Required work:
Rewrite every entry below as a numbered list of its lines, with blank lines dropped and the pictures left out.
-=-=-=-=-
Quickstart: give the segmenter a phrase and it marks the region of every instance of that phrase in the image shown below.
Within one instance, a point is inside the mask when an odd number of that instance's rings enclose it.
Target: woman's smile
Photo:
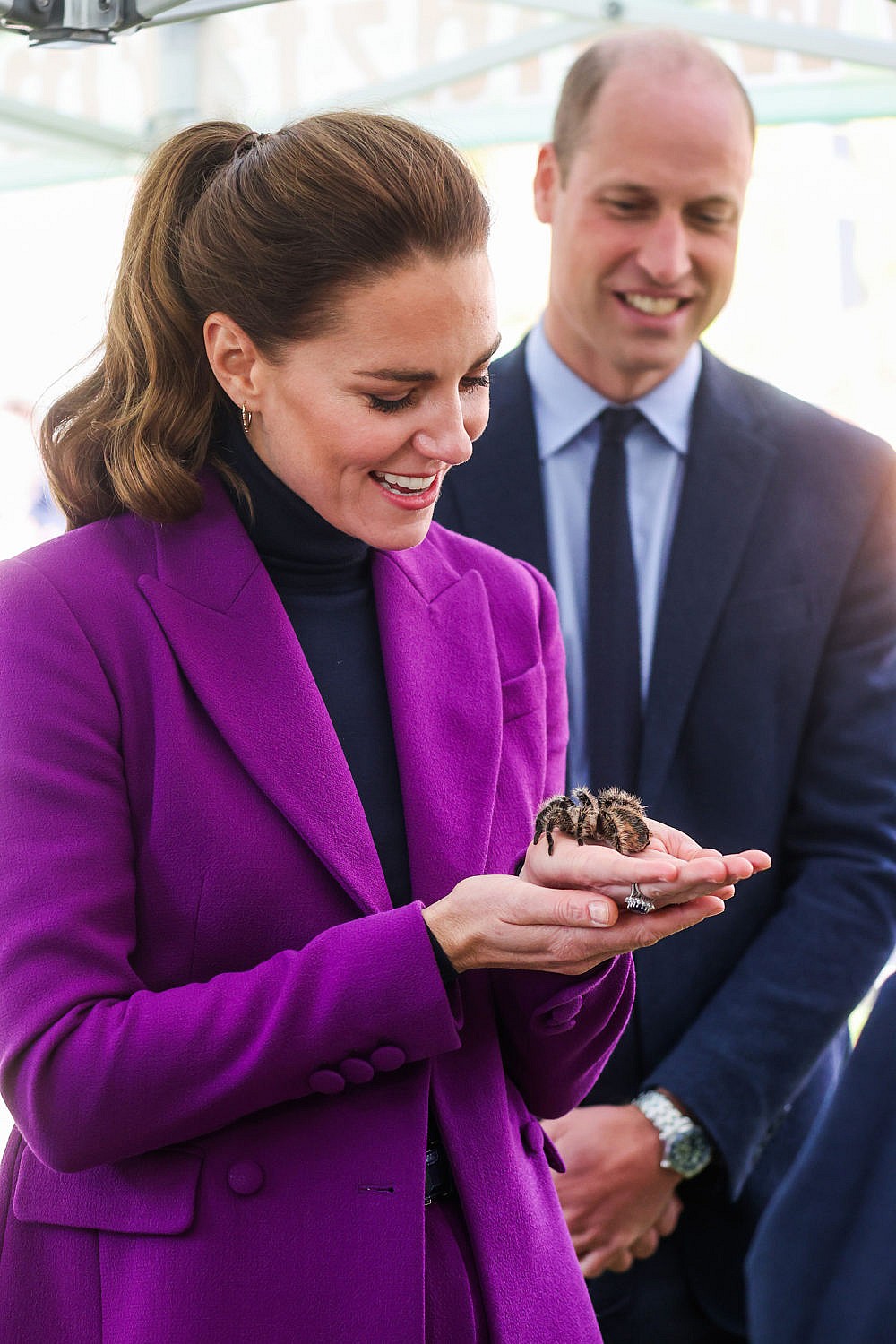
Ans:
-=-=-=-=-
Response:
1. Quickstart: give the segmenter a phrase and it marks the region of every instance of that phrase in the image shown below.
2. Within one instance, a point is inside the mask when an odd number of that instance's rings enclose it.
3. Target: woman's smile
4. Photo:
5. Ans:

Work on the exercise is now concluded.